■ **SHORT EXERCISE**
Count the lines in the items below that contain the string "sheet" and give only the resulting number.

■ **INFORMATION SUPPLIED**
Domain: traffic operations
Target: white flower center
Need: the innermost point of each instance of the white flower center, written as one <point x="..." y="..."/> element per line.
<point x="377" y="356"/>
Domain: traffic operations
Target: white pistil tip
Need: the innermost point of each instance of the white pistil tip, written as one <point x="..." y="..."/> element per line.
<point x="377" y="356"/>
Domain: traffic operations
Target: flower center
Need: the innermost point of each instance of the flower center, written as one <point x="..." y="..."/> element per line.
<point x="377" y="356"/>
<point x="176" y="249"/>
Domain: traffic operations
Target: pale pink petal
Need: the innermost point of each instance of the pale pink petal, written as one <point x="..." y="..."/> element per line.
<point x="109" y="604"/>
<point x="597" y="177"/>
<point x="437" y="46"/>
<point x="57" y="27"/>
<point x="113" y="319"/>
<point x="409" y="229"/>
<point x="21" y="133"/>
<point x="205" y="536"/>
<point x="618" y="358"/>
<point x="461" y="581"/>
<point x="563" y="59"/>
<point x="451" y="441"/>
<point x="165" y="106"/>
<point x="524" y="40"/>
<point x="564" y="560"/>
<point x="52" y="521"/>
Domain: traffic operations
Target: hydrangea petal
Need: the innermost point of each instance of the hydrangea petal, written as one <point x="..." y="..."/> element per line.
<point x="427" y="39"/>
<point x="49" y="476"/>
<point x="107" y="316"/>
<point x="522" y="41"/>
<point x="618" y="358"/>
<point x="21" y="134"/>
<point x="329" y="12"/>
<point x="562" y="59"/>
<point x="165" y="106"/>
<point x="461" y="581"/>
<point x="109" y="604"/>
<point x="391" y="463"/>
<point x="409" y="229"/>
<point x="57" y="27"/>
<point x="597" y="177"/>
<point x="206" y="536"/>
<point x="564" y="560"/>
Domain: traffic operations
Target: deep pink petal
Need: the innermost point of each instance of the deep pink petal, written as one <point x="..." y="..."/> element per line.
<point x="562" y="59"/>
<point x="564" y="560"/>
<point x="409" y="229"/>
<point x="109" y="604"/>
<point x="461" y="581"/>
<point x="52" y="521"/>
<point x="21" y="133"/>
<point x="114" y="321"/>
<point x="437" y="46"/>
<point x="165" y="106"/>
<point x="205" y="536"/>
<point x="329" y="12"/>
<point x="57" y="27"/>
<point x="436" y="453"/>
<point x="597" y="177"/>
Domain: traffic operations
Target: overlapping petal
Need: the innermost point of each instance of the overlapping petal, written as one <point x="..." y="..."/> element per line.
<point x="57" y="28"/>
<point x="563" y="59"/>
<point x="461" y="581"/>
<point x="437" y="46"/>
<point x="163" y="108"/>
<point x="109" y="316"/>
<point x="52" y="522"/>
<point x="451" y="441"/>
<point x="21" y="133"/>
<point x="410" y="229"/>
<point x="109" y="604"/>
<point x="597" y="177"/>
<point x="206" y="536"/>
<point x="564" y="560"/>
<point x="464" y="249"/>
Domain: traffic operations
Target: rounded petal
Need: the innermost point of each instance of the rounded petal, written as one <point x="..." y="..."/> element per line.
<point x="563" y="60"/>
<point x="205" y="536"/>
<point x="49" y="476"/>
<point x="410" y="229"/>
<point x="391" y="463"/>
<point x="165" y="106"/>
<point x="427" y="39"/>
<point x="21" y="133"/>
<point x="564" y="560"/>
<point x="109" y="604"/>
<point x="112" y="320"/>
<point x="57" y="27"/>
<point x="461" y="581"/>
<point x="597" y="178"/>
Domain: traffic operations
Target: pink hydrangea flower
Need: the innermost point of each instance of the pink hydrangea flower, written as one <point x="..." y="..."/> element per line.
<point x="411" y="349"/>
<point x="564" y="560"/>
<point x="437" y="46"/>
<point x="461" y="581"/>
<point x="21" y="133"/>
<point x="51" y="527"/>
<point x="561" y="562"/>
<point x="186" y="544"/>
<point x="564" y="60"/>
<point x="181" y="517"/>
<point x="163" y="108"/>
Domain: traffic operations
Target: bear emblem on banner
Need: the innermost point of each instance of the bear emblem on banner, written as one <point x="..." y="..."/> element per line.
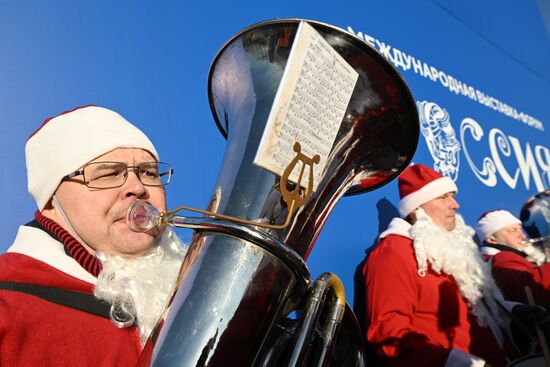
<point x="440" y="138"/>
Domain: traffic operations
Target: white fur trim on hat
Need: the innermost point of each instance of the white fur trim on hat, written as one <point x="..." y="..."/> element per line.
<point x="431" y="190"/>
<point x="494" y="221"/>
<point x="67" y="142"/>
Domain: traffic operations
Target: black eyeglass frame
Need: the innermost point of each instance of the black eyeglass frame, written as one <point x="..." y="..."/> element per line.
<point x="135" y="168"/>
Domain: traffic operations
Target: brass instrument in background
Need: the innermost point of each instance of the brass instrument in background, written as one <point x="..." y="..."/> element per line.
<point x="535" y="220"/>
<point x="245" y="297"/>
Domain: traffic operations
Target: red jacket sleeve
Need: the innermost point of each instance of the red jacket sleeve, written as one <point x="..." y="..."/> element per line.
<point x="391" y="290"/>
<point x="513" y="272"/>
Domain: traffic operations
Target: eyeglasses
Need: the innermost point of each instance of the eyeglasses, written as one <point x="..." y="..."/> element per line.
<point x="107" y="175"/>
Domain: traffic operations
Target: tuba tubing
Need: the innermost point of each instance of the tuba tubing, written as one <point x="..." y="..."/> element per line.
<point x="316" y="300"/>
<point x="241" y="280"/>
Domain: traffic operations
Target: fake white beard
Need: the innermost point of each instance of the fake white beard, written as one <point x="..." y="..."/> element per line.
<point x="456" y="254"/>
<point x="142" y="285"/>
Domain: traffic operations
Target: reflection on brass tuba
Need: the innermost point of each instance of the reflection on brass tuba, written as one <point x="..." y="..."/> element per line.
<point x="244" y="296"/>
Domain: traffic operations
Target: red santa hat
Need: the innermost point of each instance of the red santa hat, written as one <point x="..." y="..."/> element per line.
<point x="419" y="184"/>
<point x="493" y="221"/>
<point x="66" y="142"/>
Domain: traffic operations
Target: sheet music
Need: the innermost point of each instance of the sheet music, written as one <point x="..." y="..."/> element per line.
<point x="309" y="105"/>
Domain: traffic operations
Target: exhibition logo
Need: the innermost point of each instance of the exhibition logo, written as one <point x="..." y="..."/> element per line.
<point x="440" y="138"/>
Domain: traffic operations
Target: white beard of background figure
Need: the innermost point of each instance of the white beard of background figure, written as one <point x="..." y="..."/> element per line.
<point x="440" y="137"/>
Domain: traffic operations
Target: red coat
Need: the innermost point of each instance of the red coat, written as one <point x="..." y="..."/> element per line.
<point x="417" y="321"/>
<point x="35" y="332"/>
<point x="513" y="272"/>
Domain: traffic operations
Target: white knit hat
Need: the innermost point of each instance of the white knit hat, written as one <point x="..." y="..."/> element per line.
<point x="419" y="184"/>
<point x="493" y="221"/>
<point x="66" y="142"/>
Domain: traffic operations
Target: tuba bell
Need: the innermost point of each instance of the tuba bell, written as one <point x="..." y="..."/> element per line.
<point x="244" y="296"/>
<point x="535" y="220"/>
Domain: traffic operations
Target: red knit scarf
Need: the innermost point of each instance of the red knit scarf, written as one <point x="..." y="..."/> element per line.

■ **SOLUTION TO THIS PROBLEM**
2